Assignment>
Pull out every line of the items that contains the string "fill", matching case exactly.

Collected data entries>
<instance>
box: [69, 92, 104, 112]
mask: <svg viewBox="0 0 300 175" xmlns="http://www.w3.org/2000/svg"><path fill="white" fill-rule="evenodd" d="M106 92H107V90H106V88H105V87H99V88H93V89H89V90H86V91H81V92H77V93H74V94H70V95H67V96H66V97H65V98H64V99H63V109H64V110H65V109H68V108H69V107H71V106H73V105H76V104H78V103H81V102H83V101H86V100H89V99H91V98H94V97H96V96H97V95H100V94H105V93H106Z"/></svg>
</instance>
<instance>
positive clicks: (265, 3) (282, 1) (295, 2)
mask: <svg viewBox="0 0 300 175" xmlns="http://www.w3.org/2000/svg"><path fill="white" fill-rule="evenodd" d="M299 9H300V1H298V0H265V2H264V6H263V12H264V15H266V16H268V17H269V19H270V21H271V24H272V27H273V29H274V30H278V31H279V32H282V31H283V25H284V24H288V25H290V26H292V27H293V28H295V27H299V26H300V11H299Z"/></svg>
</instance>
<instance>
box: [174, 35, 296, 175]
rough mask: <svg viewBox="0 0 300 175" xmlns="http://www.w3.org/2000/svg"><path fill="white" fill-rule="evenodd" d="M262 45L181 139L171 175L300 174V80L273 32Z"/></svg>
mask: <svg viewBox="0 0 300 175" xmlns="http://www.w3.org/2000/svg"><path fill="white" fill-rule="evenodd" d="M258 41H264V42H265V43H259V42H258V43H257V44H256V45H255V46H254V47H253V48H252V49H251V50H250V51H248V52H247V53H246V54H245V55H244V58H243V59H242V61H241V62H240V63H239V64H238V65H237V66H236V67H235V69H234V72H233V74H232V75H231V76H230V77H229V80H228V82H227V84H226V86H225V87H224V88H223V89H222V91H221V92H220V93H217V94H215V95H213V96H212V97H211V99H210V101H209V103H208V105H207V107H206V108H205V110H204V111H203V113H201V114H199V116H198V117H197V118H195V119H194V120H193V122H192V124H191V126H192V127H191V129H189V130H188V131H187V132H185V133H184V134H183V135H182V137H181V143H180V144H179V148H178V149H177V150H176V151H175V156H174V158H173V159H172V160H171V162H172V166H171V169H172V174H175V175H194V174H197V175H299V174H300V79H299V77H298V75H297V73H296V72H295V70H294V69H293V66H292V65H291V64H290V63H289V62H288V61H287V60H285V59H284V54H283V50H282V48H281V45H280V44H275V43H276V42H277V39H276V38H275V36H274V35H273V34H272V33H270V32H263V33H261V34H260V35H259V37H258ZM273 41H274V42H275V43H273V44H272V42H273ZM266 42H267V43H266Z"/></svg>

Solution to the exercise>
mask: <svg viewBox="0 0 300 175" xmlns="http://www.w3.org/2000/svg"><path fill="white" fill-rule="evenodd" d="M106 92H107V90H106V88H105V87H99V88H93V89H89V90H86V91H81V92H77V93H74V94H70V95H67V96H66V97H65V98H64V99H63V109H64V110H65V109H68V108H69V107H71V106H73V105H76V104H78V103H81V102H83V101H86V100H89V99H91V98H94V97H96V96H97V95H100V94H105V93H106Z"/></svg>
mask: <svg viewBox="0 0 300 175" xmlns="http://www.w3.org/2000/svg"><path fill="white" fill-rule="evenodd" d="M299 9H300V1H298V0H265V2H264V6H263V12H264V15H266V16H268V17H269V19H270V21H271V24H272V27H273V29H274V30H278V31H279V32H282V31H283V25H284V24H288V25H290V26H292V27H293V28H295V27H299V26H300V11H299Z"/></svg>
rough mask: <svg viewBox="0 0 300 175" xmlns="http://www.w3.org/2000/svg"><path fill="white" fill-rule="evenodd" d="M262 45L181 139L171 175L300 174V80L273 32Z"/></svg>
mask: <svg viewBox="0 0 300 175" xmlns="http://www.w3.org/2000/svg"><path fill="white" fill-rule="evenodd" d="M258 41H264V42H265V43H259V42H258V43H257V44H256V45H255V46H254V47H253V48H252V49H251V50H250V51H248V52H247V53H246V54H245V55H244V58H243V59H242V61H241V62H240V63H239V64H238V65H237V66H236V67H235V69H234V72H233V74H232V75H231V76H230V77H229V80H228V82H227V84H226V86H225V87H224V88H223V89H222V91H221V92H220V93H217V94H215V95H213V96H212V97H211V99H210V101H209V103H208V105H207V107H206V108H205V110H204V111H203V113H201V114H199V116H198V117H197V118H195V119H194V120H193V122H192V124H191V126H192V127H191V129H189V130H188V131H187V132H185V133H184V134H183V135H182V137H181V143H180V144H179V148H178V149H177V150H176V151H175V156H174V158H173V159H172V160H171V162H172V166H171V169H172V174H175V175H194V174H197V175H299V174H300V79H299V77H298V75H297V73H296V72H295V70H294V69H293V66H292V65H291V64H290V63H289V62H288V61H287V60H285V59H284V54H283V50H282V48H281V45H280V44H275V43H276V42H277V39H276V38H275V36H274V35H273V34H272V33H270V32H263V33H261V34H260V35H259V37H258ZM273 41H274V42H275V43H273V44H272V42H273ZM266 42H267V43H266Z"/></svg>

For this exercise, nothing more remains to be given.